§ What is being asked
Copy out all of the entries below word for word.

(Recorded data)
::::::::

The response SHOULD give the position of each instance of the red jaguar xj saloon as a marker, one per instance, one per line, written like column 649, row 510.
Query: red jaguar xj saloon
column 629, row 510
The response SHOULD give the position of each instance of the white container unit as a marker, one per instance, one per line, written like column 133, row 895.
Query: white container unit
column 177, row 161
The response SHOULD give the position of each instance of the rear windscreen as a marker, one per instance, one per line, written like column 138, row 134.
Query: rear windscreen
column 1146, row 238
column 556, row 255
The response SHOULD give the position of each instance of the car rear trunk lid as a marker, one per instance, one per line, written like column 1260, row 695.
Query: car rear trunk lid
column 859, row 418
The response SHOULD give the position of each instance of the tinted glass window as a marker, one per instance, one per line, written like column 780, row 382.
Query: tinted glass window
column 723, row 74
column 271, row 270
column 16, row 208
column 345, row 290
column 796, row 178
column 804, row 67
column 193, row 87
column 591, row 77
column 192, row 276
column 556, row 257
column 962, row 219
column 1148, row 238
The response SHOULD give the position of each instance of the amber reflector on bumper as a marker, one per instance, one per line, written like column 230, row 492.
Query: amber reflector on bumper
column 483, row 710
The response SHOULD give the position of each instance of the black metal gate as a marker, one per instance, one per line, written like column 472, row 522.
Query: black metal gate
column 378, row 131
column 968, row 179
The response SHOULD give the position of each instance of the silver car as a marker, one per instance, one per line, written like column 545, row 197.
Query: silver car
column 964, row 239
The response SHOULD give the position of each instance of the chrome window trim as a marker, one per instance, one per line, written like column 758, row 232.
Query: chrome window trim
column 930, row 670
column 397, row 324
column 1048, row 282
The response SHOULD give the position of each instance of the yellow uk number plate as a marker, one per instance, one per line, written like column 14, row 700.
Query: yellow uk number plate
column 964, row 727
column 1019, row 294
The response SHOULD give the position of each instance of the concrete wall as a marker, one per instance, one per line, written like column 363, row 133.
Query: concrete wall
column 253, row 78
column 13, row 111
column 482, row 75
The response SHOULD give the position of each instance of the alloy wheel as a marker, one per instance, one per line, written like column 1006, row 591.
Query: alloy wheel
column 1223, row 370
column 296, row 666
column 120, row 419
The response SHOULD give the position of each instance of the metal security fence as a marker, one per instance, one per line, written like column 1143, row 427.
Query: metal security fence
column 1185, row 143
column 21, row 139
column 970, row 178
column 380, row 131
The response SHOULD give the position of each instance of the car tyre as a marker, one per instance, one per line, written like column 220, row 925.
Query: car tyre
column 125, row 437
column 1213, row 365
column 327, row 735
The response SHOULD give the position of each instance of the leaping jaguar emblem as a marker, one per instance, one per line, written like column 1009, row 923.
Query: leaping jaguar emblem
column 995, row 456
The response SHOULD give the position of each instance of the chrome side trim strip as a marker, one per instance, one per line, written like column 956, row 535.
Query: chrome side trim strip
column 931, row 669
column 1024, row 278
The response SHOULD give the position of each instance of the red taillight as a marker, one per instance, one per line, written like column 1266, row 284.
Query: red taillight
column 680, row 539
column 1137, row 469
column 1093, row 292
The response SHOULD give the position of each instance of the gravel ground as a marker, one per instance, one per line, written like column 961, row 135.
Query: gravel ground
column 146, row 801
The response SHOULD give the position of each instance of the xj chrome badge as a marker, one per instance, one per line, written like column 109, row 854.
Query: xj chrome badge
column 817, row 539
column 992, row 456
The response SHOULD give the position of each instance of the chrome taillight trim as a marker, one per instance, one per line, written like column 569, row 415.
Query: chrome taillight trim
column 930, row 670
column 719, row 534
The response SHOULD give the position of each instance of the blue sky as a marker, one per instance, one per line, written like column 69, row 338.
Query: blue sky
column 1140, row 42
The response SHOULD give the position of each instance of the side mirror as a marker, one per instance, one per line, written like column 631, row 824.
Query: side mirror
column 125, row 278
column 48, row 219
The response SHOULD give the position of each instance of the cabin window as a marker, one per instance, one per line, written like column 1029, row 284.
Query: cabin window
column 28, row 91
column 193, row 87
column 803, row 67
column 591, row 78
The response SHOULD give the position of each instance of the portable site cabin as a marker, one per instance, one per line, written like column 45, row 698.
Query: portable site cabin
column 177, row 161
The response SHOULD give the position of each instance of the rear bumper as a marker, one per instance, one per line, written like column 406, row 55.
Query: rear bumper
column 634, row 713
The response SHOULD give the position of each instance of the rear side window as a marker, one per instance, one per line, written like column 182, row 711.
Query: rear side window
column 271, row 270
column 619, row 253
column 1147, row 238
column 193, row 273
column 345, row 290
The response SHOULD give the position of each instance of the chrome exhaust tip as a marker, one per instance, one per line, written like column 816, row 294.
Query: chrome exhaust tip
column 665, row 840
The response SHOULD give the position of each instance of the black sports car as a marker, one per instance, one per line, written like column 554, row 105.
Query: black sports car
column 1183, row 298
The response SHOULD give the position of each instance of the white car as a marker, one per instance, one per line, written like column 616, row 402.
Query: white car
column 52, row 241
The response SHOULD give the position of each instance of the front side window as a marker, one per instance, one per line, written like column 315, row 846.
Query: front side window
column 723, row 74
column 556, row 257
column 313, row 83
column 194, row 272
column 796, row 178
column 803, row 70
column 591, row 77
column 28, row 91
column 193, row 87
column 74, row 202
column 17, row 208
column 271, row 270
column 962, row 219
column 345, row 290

::::::::

§ Completed exercise
The response SHOULD give the position of each instance of the red jaguar xj saloon as a marker, one per instance, one per line, written like column 649, row 510.
Query: red jaguar xj saloon
column 629, row 510
The response SHOULD give the position of each instance of the white container unit as a marker, one per instance, one per line, written like column 133, row 895.
Query: white container unit
column 177, row 161
The response SHOULD give the position of each instance of the rear windscreen as a marker, one per instance, one per line, written like column 138, row 134.
Query: rear windscreen
column 1146, row 238
column 556, row 255
The response SHOULD give the position of each instance of the car rear trunk lid as a marker, one per instance, one per line, written like column 1260, row 695.
Query: car rear trunk lid
column 859, row 418
The response SHOULD give the position of each instance of the tinted glass window as a marker, one per instance, one per line, written like column 780, row 382.
Query: tinted glass window
column 723, row 74
column 271, row 270
column 16, row 208
column 345, row 290
column 796, row 178
column 804, row 67
column 193, row 87
column 591, row 77
column 192, row 276
column 556, row 257
column 962, row 219
column 1148, row 238
The response SHOULD give the position of each instance of the amber reflector on bumper as a marker, one per instance, one per line, written like column 230, row 492.
Query: amber reflector on bumper
column 483, row 710
The response SHOULD give the position of each instance of the black metal gate as a marker, one per instance, one per line, written like column 472, row 522.
Query: black metal gate
column 378, row 131
column 968, row 179
The response SHOULD give the position of each instance of the silver car as a marker, one per instance, one per line, written like column 545, row 197.
Query: silver car
column 964, row 239
The response SHOULD give the position of each instance of the chrome window trim as a marker, one per instance, one per line, written like column 758, row 232.
Query: chrome window trim
column 930, row 670
column 397, row 324
column 1048, row 282
The response SHOULD give the position of each instance of the yellow uk number plate as a marker, one per instance, one per line, written like column 14, row 700.
Query: yellow uk number plate
column 964, row 727
column 1019, row 294
The response SHOULD give the position of each instance of the concrete wall as a marker, one per instance, one per line, written like column 363, row 133.
Query: concrete wall
column 253, row 78
column 13, row 111
column 482, row 75
The response SHOULD give the position of each instance of the alloy wheel as a marker, one per instance, one per line, written like column 1006, row 591.
Query: alloy wheel
column 1223, row 370
column 296, row 666
column 120, row 419
The response SHOULD give the position of each instance of the metal security fence as a marker, one per instance, one per line, written like column 1143, row 427.
Query: metal security fence
column 1185, row 143
column 21, row 139
column 970, row 178
column 380, row 131
The response SHOULD give the position of each instance of the car tyre as a marker, one per instance, one per line, written like column 220, row 925.
Query: car tyre
column 125, row 437
column 1213, row 365
column 327, row 735
The response SHOULD give the position of each instance of the leaping jaguar emblem as a marker, one per instance, one per line, written like column 1009, row 923.
Query: leaping jaguar emblem
column 995, row 456
The response SHOULD give the position of each instance of the chrome side trim strip as a marker, one per instance, one per line, written like column 956, row 535.
Query: chrome side trim strip
column 931, row 669
column 1024, row 278
The response SHOULD give the position of each instance of the red taillight as a marker, one per instance, one per line, written like column 1266, row 284.
Query: red taillight
column 680, row 539
column 1137, row 469
column 1093, row 292
The response SHOULD give the position of each instance of the gravel ground as a marker, one per instance, one per line, written like column 961, row 135.
Query: gravel ground
column 146, row 801
The response SHOULD give the position of each instance of the xj chrome badge as a marker, one per instance, one per line, written like column 109, row 854.
Query: xj chrome badge
column 817, row 539
column 992, row 456
The response SHOULD give the position of each instance of the chrome taillight trim as a marker, one per instance, one per line, written like column 569, row 415.
Query: chrome taillight trim
column 930, row 670
column 719, row 534
The response SHOULD give the position of each instance of the blue sky as a marker, one per instance, one per line, written like column 69, row 338.
Query: blue sky
column 1140, row 42
The response SHOULD give the position of each instance of the side mirror as a marker, one per instance, one per line, written like column 631, row 824.
Query: side mirror
column 125, row 278
column 48, row 219
The response SHOULD give the position of each instance of the cabin window as a marker, one per instance, one per line, written like column 1029, row 284.
Query: cabin window
column 28, row 91
column 193, row 87
column 803, row 67
column 591, row 78
The response SHOULD give the position of each instance of the portable site cabin as a marker, one per instance, one per line, written like column 45, row 698.
Query: portable site cabin
column 177, row 161
The response SHOULD give the position of each instance of the rear bumper as a marker, one per instance, one per line, written like column 406, row 55.
Query: rear bumper
column 634, row 713
The response SHOULD give the position of each instance of the rear side window as a marker, one per instance, one per line, written like column 182, row 711.
Query: rear side window
column 271, row 270
column 619, row 253
column 1147, row 238
column 193, row 273
column 345, row 290
The response SHOULD give the position of each instance of the chrome exhaust tip as a marker, one per instance, one per line, written like column 816, row 294.
Query: chrome exhaust tip
column 665, row 840
The response SHOULD give the position of each instance of the black sports car as a marker, one per instance, one per line, written like column 554, row 105.
Query: black sports car
column 1183, row 298
The response SHOULD give the position of each instance of the white car as a marker, one per instance, one per line, written like column 616, row 402.
Query: white car
column 52, row 241
The response SHOULD give the position of each instance of the front side window as a marker, one per instance, one per line, written like column 315, row 846.
Query: front side window
column 723, row 74
column 556, row 257
column 313, row 83
column 194, row 272
column 796, row 178
column 803, row 70
column 591, row 77
column 28, row 91
column 193, row 87
column 74, row 202
column 17, row 208
column 271, row 270
column 962, row 219
column 345, row 290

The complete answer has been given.